▶ [WRITTEN PROBLEM]
Can you reproduce the data word for word, starting at its first line and stopping after the line that contains "target: tree reflection"?

[Begin]

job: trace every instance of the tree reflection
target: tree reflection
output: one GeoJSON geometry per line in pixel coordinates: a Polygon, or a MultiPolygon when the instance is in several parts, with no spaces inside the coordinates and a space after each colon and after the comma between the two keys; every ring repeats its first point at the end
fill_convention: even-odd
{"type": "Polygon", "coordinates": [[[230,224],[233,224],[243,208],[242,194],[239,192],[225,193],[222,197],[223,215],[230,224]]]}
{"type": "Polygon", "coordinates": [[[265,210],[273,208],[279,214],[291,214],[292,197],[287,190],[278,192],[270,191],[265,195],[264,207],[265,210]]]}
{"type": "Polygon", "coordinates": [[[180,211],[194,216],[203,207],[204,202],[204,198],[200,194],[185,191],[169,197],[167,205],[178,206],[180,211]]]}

[End]

▶ [RESULT OF THE EXERCISE]
job: trace every instance of the tree reflection
target: tree reflection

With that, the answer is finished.